INSTRUCTIONS:
**A)** In the text on describing countries, take the passage starting with "How to describe" and going on through "of Western Europe.", and switch "arbitrary" to "subjective" wherever it occurs.
**B)** According to the text on describing countries, into how many clusters does the analysis group countries?
**C)** Write the next part of the text on describing countries, picking up after its final sentence.

TEXT BLOCK:
^^^^

How to describe a country...
How are the countries of the world different from each other? Often we talk about countries within a particular region or continent, but these groupings are somewhat arbitrary and contested (is Russia a European country or a Eurasian one?). Moreover, countries such as South Korea and Australia have higher incomes and levels of development than their immediate neighbours - making them much more similar in this regard to the United States or the countries of Western Europe.
This analysis groups countries into one of four clusters based on around 30 indicators sourced from the World Bank and Freedom House. These indicators mainly relate to levels of economic development, demography, infrastructure, governance and political freedoms.1
Clustering countries using Principal Component Analysis and K-Means
Many of the indicators we explore are correlated with each other. For this reason, we first use a statistical technique called Principal Component Analysis (PCA) to reduce the dimensionality of the data and identify those variables which are most important in explaining variation between countries. We then cluster the principal component projections of the data using the k-means algorithm.
Using k-means allows us to place countries into clusters in which member countries are more similar to each other across the transformed values than they are to countries in the other clusters. Through different data visualisations, we explore some of indicators that determine this clustering and best explain how countries differ.
The underlying analysis for this post was written in R. The code is provided at the end of this page as well as in the accompanying GitHub repo. The visualisations were created with D3 and visx.
Wealth: How rich are people in this country?
One good way of telling countries apart is to look at how much income a typical person within the country has in a given year. Moreover, higher incomes are often associated with many other desirable traits, such as better public health, access to education or better infrastructure.

^^^^

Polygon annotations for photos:
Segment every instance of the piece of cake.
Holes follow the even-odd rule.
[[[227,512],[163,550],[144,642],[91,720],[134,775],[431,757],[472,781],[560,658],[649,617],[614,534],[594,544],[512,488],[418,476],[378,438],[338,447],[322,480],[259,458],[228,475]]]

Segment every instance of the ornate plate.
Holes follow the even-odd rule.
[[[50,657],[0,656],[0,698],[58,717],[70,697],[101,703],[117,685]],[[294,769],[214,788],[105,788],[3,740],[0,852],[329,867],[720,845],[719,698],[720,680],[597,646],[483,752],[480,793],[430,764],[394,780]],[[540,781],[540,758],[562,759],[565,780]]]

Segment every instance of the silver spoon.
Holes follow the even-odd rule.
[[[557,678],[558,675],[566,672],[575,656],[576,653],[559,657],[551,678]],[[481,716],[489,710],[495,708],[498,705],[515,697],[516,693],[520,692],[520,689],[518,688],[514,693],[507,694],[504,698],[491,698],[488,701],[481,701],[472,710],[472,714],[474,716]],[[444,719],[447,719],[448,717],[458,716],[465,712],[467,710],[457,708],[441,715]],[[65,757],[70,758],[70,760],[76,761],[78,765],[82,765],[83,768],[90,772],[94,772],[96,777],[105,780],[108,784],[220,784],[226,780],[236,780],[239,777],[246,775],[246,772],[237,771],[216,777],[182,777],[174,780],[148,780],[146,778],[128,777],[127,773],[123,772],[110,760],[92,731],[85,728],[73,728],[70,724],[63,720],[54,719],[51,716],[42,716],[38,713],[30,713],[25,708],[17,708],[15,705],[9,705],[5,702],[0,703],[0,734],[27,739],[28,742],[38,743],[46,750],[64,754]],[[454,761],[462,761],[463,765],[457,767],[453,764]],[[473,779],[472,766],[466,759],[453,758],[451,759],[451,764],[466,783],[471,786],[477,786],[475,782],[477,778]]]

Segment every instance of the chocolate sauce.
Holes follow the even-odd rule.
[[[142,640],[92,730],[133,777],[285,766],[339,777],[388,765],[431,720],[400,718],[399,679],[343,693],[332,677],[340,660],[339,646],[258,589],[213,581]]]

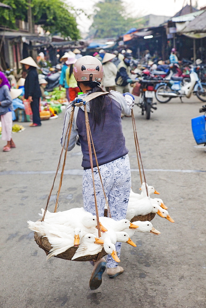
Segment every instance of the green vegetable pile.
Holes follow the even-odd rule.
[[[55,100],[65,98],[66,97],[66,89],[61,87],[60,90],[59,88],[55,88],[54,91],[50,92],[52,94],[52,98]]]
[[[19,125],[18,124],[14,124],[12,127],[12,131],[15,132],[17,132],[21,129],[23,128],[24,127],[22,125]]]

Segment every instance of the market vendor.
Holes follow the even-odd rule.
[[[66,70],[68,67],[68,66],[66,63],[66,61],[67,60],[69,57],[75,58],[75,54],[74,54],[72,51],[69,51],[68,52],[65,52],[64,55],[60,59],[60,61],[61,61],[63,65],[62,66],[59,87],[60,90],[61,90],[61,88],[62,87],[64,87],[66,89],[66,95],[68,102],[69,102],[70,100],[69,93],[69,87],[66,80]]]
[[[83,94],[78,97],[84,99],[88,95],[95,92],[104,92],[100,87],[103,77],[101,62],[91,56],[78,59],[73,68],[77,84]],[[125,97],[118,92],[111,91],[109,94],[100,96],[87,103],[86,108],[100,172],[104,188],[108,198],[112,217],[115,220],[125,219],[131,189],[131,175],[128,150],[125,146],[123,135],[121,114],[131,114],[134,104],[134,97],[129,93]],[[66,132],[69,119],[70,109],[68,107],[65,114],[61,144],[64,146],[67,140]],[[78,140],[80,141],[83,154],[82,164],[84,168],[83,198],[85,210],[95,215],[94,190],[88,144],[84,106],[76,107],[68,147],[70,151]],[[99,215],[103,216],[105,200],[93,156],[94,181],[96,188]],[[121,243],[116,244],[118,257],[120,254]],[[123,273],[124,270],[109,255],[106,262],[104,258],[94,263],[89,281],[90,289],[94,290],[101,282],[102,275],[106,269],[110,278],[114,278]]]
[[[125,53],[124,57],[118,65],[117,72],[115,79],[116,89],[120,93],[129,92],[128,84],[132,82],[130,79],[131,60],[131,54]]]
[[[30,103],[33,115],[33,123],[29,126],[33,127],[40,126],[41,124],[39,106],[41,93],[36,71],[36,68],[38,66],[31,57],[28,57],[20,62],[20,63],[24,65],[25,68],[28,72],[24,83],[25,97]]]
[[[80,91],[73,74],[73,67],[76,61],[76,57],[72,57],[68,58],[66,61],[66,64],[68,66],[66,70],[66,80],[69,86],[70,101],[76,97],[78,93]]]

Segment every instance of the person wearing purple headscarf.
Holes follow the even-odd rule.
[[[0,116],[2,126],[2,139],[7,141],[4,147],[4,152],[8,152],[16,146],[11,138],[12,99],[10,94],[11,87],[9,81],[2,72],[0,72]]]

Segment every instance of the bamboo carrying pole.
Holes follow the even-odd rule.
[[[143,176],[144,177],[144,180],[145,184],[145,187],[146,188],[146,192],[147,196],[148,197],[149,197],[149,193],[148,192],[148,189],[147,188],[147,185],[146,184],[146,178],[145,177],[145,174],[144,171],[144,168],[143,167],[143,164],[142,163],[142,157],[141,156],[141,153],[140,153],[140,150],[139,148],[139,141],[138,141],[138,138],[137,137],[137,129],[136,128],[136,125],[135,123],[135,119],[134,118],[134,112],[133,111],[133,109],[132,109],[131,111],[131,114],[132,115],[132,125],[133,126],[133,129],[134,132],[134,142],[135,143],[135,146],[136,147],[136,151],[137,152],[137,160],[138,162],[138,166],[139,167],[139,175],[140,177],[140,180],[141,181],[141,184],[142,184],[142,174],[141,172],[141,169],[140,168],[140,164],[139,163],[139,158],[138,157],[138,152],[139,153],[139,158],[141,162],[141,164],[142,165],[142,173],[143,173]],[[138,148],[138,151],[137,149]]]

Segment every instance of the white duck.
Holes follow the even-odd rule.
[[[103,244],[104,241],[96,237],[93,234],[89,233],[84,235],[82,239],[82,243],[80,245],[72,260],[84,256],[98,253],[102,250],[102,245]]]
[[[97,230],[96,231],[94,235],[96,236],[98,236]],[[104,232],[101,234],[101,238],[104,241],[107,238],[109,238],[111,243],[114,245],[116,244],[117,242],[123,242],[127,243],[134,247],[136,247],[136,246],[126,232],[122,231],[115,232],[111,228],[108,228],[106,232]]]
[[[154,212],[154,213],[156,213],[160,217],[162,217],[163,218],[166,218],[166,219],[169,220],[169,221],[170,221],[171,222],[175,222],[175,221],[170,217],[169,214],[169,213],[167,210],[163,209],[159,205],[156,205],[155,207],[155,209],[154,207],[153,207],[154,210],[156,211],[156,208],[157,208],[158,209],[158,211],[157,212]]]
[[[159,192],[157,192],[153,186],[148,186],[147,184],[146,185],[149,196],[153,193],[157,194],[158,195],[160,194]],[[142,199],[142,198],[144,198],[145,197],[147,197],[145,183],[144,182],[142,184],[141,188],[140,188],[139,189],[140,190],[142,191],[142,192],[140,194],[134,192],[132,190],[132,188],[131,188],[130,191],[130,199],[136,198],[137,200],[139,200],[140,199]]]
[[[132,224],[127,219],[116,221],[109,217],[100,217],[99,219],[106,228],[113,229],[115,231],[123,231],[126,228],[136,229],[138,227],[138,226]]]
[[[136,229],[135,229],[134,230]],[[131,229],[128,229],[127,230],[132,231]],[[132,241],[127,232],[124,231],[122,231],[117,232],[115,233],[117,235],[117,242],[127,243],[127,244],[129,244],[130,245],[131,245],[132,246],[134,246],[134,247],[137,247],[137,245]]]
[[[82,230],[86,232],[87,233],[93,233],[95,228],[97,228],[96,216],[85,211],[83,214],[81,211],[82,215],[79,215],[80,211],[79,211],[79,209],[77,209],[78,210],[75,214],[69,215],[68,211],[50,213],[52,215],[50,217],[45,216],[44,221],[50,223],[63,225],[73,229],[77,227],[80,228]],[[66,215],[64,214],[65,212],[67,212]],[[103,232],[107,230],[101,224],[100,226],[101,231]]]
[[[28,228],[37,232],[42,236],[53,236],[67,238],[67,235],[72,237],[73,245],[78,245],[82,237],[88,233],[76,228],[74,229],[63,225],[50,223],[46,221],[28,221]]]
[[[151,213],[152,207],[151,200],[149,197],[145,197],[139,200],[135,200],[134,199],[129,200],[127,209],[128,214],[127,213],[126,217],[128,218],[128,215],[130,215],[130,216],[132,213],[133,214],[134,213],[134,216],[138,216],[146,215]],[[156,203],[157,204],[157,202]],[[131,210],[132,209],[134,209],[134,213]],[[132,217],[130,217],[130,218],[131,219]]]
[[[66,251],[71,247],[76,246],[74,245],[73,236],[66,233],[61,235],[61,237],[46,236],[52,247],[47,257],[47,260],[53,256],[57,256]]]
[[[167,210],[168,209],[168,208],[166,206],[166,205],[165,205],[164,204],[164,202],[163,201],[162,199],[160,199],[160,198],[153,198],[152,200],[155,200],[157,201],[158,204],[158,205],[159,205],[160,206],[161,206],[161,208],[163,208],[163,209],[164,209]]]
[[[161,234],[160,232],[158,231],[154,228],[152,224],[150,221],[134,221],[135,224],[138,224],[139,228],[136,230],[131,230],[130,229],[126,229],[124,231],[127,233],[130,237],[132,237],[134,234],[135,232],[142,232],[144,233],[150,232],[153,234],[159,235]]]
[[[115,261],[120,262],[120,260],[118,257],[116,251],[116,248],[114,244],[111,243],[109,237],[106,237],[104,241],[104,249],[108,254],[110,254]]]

^^^^

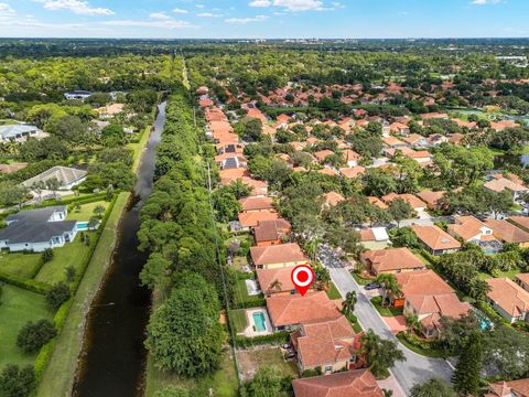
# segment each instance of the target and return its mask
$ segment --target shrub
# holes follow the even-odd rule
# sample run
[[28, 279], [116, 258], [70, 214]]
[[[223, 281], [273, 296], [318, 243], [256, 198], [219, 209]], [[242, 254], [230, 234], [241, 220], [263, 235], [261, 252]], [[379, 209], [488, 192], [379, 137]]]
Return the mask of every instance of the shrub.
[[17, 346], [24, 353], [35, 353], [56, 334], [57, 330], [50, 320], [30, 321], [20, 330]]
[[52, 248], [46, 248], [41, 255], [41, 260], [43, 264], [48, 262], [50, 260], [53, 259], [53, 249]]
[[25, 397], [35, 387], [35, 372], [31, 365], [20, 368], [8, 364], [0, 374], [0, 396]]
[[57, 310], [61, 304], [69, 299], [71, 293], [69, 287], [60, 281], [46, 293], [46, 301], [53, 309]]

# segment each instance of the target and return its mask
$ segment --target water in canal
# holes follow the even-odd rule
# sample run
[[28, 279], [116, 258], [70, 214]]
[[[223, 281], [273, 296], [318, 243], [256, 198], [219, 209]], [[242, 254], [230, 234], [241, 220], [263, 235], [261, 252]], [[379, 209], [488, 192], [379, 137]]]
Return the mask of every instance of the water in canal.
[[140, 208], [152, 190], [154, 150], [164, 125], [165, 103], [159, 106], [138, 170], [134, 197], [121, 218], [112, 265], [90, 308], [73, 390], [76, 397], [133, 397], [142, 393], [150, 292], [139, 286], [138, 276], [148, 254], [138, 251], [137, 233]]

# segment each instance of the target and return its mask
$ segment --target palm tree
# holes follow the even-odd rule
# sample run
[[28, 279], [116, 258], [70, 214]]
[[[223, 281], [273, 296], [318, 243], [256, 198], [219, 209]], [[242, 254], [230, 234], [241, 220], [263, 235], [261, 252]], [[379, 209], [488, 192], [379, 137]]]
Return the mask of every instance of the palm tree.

^^^^

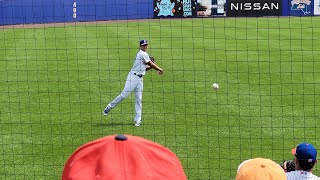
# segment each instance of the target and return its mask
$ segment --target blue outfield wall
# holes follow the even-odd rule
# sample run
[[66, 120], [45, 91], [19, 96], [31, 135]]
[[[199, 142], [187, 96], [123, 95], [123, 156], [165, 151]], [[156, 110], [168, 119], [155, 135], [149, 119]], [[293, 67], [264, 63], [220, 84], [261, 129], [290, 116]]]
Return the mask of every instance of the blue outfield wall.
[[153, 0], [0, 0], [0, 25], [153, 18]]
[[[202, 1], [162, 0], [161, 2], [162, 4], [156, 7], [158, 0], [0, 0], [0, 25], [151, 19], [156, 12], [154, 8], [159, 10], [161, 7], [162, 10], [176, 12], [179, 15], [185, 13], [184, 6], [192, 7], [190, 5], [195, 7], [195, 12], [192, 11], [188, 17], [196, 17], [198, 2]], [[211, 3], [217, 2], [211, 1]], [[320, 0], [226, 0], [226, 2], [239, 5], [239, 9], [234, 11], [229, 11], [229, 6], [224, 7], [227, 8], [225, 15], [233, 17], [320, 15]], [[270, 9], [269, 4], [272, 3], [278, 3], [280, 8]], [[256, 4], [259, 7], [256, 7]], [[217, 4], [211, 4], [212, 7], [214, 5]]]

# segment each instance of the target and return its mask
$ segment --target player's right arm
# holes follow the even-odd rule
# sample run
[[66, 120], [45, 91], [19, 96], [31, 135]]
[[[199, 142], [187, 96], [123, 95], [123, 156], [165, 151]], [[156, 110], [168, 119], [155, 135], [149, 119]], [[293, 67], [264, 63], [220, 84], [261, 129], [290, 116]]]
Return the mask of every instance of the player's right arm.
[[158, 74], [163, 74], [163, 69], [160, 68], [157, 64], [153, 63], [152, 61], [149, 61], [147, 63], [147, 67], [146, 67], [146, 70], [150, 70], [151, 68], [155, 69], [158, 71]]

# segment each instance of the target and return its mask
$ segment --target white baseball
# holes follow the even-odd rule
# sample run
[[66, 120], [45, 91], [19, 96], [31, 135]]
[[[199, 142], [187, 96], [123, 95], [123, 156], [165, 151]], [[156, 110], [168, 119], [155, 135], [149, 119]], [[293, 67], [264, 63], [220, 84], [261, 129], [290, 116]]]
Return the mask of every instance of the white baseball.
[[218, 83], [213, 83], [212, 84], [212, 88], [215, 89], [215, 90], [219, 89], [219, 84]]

^^^^

TASK-BY-TASK OUTPUTS:
**A)**
How to describe a country...
How are the countries of the world different from each other? Often we talk about countries within a particular region or continent, but these groupings are somewhat subjective and contested (is Russia a European country or a Eurasian one?). Moreover, countries such as South Korea and Australia have higher incomes and levels of development than their immediate neighbours - making them much more similar in this regard to the United States or the countries of Western Europe.

**B)** Four clusters.

**C)**
The graph below shows GDP per capita and life expectancy across the countries in our dataset in 2019. Two trends are immediately apparent. First, the countries in the Rich, well governed and free cluster are all positioned towards the top right of the chart. Per capita GDP in these countries is by and large greater than $15k and people in these countries can expect to live to the age of 75 or more.
Second, we can see the concentration of the Poor, but young countries towards the bottom left of the chart. The richest countries in this group have average incomes of just $7-8k, and most of the countries in this cluster have incomes of less than $2k. The median life expectancy in this cluster is only around 65 years.
Income and life expectancy
Between these two clusters are our two other groups - (mostly) big and developing and Small, (mostly) free and developing. These clusters have similar levels of GDP per capita and life expectancy, and so looking at income is perhaps not the best way to tell them apart.
These patterns are broadly similar if we look again at GDP per capita and the percentage of the population in each country using the Internet. However, we can perhaps discern that Internet usage is generally higher in the (mostly) big and developing cluster than the Small, (mostly) free and developing cluster.
Income and Internet usage
Governance: How well is this country governed?
The quality of government is another good way of separating countries. The Worldwide Governance Indicators (WGI) project at the World Bank provides a single score for several different governance indicators, including adherence to the rule of law, how well designed regulations are and how effective government in each country is.
These scores are based on 30 individual data sources produced by a variety of survey institutes, think tanks, non-governmental organisations, international organisations, and private sector firms. The composite measures of governance range approximately between -2.5 (very bad governance) to 2.5 (very good governance).
The boxplot below shows the scores of each country cluster for three different governance indicators. While there’s some variation within each group, we can see these indicators effectively separate the Rich, well governed and free cluster from the Poor, but young clusters.
It’s worth noting that good governance isn’t necessarily the same thing as political freedom. Countries can have very effective governments and still be illiberal, and vice versa.
Worldwide governance indicators
Select indicatorDemographics: How young are people in this country?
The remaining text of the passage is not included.